• [Stated problem]:
Copy every row below verbatim, leaving each character unchanged.

Object location annotation data
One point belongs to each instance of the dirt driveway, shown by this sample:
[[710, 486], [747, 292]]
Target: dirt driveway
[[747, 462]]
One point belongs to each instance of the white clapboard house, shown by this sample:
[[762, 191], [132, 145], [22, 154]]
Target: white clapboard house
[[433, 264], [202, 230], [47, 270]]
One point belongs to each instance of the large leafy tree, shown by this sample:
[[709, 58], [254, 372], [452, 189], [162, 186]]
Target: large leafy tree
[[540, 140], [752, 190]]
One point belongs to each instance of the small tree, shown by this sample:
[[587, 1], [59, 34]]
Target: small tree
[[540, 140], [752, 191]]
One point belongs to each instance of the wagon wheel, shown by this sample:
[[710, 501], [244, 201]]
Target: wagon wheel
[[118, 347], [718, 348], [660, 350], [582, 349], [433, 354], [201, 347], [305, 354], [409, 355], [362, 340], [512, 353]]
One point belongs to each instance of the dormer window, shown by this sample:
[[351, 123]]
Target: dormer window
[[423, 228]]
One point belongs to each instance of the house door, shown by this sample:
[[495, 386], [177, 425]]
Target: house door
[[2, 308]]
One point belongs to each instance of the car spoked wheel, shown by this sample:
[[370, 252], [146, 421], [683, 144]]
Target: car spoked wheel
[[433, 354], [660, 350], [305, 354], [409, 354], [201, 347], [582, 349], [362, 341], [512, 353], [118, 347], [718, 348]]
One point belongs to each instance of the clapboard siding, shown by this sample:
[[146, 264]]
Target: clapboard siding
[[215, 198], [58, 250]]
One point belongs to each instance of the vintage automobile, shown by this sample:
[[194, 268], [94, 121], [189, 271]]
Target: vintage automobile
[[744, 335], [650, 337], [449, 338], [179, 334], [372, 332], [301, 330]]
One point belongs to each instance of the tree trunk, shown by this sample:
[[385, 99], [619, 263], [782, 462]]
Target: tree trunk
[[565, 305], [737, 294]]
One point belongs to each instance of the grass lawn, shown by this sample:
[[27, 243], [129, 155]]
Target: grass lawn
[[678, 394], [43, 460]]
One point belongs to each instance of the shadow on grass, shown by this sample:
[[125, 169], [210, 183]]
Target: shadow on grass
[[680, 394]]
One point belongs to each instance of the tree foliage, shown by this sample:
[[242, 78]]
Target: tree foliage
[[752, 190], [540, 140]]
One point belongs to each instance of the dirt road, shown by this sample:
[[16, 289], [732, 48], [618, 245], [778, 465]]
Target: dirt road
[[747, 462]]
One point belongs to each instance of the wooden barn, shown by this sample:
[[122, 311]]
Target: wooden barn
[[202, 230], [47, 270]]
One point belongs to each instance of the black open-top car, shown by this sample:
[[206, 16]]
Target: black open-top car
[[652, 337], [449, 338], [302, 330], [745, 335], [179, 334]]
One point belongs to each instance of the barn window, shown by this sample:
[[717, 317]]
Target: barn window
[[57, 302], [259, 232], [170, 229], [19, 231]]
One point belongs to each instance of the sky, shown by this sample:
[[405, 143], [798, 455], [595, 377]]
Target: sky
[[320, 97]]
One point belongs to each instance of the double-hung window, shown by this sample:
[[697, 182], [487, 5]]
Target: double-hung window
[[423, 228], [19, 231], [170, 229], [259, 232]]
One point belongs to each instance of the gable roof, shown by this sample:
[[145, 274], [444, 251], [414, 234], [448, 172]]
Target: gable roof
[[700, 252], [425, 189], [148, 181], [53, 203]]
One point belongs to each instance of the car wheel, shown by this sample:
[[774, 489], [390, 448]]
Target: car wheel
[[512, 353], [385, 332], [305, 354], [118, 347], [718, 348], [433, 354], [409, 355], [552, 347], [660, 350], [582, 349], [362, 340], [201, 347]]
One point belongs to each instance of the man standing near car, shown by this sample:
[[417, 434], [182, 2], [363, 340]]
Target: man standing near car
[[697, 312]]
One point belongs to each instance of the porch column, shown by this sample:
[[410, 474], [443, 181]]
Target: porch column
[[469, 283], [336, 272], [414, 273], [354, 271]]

• [Solution below]:
One point belongs to each instance of the dirt driveway, shown by this sample:
[[710, 486], [747, 292]]
Target: dirt driveway
[[747, 462]]
One point belongs to each instance of the white clapboard house, shown by this sample:
[[762, 191], [132, 145], [22, 154]]
Target: white clapboard house
[[433, 264], [202, 230], [47, 270]]
One point belongs to each instance of the large leafy tree, shown by this sample:
[[709, 58], [254, 372], [452, 189], [162, 186]]
Target: large leafy tree
[[540, 140], [752, 190]]
One point belongs to each instance of the small tree, shown by this sample:
[[587, 1], [59, 34]]
Target: small tree
[[540, 140], [752, 191]]
One point belongs to each instance of the wagon wheel, shown by this sample:
[[710, 501], [244, 201]]
Target: wagon wheel
[[118, 347], [718, 348], [660, 350], [582, 349], [433, 354], [201, 347], [305, 354], [409, 355], [362, 340], [512, 353]]
One point belongs to each instance of the dormer window, shown by this sample:
[[351, 123]]
Target: dormer window
[[423, 228]]
One point belongs to each instance of the house door, shown by this sample:
[[495, 386], [177, 425]]
Target: house door
[[2, 308]]
One point belongs to each instance of the car spoked wheel, shown by this sample:
[[370, 252], [146, 421], [683, 144]]
Target: car spoked wheel
[[433, 354], [660, 350], [305, 354], [409, 354], [201, 347], [582, 349], [362, 341], [512, 353], [118, 347], [718, 348]]
One point belongs to each instance of the clapboard siding, shown by this sample:
[[146, 264]]
Target: clapboard siding
[[215, 198], [58, 250]]
One point belongs to each instance of the vintage automobile, shown by this sample:
[[194, 268], [94, 121], [189, 271]]
Target: vintage automobile
[[744, 335], [650, 337], [449, 338], [179, 334], [372, 332], [301, 330]]
One point belongs to each instance of the tree trunk, shown by this sample:
[[385, 99], [619, 263], [782, 462]]
Target: tree trunk
[[565, 305], [737, 294]]
One point belongs to each instance of the grass lawn, shown by this sample:
[[27, 243], [129, 155]]
Target: grass lawn
[[678, 394], [43, 460]]
One point belongs to each instance of the shadow on grass, shown by this sample:
[[125, 169], [210, 183]]
Target: shadow on grass
[[680, 394]]
One point belongs to each instance of the tree foliage, shown by this sample:
[[242, 78]]
Target: tree foliage
[[752, 190], [540, 140]]
One point belongs to each instance of the dirt road, shown by this sample:
[[16, 289], [732, 48], [618, 245], [778, 465]]
Target: dirt road
[[747, 462]]
One point belongs to each instance of the wooden barn, shown by this sample:
[[122, 311]]
Target: wooden barn
[[202, 230], [47, 270]]
One point belongs to each instance of the black open-top car, shown by this sample:
[[206, 16]]
Target: black open-top car
[[652, 337], [449, 338], [302, 330], [745, 335], [179, 334]]
One point belongs to each instance of the barn window, shown by this sample:
[[717, 317]]
Target: barn window
[[57, 302], [259, 232], [170, 229], [19, 231]]
One point belongs to each instance of the sky, shown by this sample:
[[405, 143], [798, 455], [595, 377]]
Target: sky
[[320, 97]]
One point belongs to each instance of the double-hung window, shown by this sample:
[[697, 182], [487, 5]]
Target: double-hung window
[[423, 228], [19, 231], [170, 229], [259, 232]]
One point belongs to each instance of the gable roof, shown by this sample:
[[145, 274], [444, 251], [414, 234], [448, 172]]
Target: gable roof
[[700, 252], [425, 189], [148, 181], [53, 203]]
One point belongs to each instance of the car wheel, shown by this sample:
[[774, 489], [390, 448]]
Target: car wheel
[[512, 353], [385, 332], [305, 354], [118, 347], [718, 348], [433, 354], [409, 355], [552, 347], [660, 350], [582, 349], [362, 340], [201, 347]]
One point belongs to each instance of the man standing near car, shown by this sample:
[[417, 434], [182, 2], [363, 340]]
Target: man standing near car
[[697, 312]]
One point belongs to each instance of the porch column, shown by this sample:
[[410, 474], [443, 181]]
Target: porch column
[[469, 283], [336, 272], [414, 273], [354, 271]]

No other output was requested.